▶ _WRITTEN REQUEST_: Which lines in the material below contain the word "dirt"? Copy each of them in full.

▶ _EXERCISE INPUTS_:
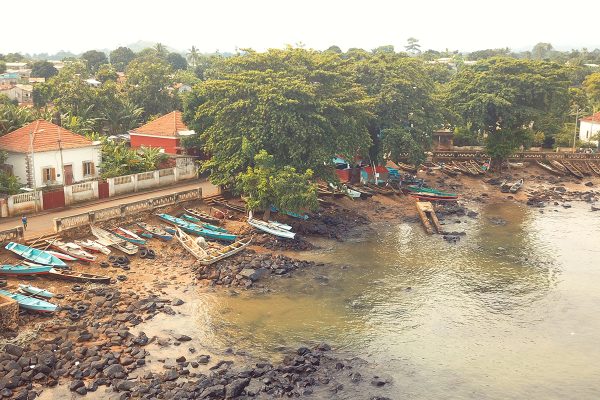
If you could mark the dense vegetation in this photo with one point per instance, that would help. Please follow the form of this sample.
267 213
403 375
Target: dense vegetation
282 115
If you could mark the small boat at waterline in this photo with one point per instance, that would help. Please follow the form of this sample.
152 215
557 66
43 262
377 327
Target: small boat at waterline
35 255
92 246
271 228
33 291
18 270
30 303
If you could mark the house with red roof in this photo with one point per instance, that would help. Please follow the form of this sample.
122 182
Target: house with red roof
589 127
44 154
164 132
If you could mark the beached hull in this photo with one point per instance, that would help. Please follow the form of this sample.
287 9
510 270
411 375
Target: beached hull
78 277
272 229
29 303
227 251
22 270
34 255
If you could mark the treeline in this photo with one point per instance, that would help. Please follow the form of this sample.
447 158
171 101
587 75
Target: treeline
271 120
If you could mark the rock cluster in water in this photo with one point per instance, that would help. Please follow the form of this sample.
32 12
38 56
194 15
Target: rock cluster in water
246 269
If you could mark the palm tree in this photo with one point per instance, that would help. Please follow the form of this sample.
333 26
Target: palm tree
161 50
193 56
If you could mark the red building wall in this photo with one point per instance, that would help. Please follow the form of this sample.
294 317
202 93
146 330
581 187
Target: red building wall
169 144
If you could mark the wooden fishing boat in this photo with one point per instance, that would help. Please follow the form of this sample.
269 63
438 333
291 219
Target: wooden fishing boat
203 224
190 227
364 192
479 168
61 256
202 216
129 236
407 167
78 276
189 243
155 231
549 168
385 190
33 291
17 270
431 197
583 168
35 255
290 213
227 251
270 228
516 186
559 167
29 303
218 200
416 189
92 246
572 169
106 238
594 167
72 249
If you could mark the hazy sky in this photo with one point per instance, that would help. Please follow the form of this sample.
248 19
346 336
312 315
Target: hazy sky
79 25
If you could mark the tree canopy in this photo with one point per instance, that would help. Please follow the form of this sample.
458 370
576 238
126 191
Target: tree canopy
506 99
298 105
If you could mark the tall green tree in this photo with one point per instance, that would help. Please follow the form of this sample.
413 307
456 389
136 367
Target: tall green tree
43 69
296 104
149 80
121 57
266 184
507 99
177 61
94 59
406 109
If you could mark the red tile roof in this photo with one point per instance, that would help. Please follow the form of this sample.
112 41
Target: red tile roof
46 137
592 118
168 125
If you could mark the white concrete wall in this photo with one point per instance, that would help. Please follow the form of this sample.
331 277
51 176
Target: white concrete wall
81 192
19 164
587 130
74 157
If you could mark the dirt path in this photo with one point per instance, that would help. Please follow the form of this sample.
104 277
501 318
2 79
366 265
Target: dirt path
43 223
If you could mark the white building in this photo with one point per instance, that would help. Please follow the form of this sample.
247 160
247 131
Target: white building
588 127
44 154
23 94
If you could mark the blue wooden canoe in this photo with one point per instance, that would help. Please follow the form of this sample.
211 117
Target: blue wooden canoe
33 291
204 224
35 255
196 229
30 303
24 269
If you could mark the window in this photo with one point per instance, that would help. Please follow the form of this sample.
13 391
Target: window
88 168
49 174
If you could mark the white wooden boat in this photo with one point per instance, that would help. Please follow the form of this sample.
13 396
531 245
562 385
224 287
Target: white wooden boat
270 228
32 290
93 246
106 238
189 243
224 252
281 225
72 249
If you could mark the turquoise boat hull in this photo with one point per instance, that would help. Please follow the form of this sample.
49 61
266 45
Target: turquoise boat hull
204 224
29 303
194 229
35 255
17 270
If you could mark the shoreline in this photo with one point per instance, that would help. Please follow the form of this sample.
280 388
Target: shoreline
115 311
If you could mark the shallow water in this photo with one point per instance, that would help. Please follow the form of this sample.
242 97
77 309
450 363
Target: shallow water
510 311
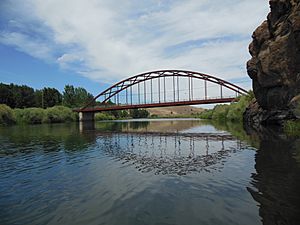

▶ _TASK ANSWER_:
If you could mark the dirt path in this photo with one point per instance, that would help. Please follow the form of this sample.
Target: dirt path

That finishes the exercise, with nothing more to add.